__WHAT IS BEING ASKED__
Every line of the material is to be set down again without any change.
= = = =
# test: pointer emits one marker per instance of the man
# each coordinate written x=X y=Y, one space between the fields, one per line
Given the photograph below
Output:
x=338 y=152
= = = =
__EXERCISE RESULT__
# test: pointer emits one marker per instance of the man
# each coordinate written x=X y=Y, one space between the fields, one per line
Given the photograph below
Output:
x=338 y=152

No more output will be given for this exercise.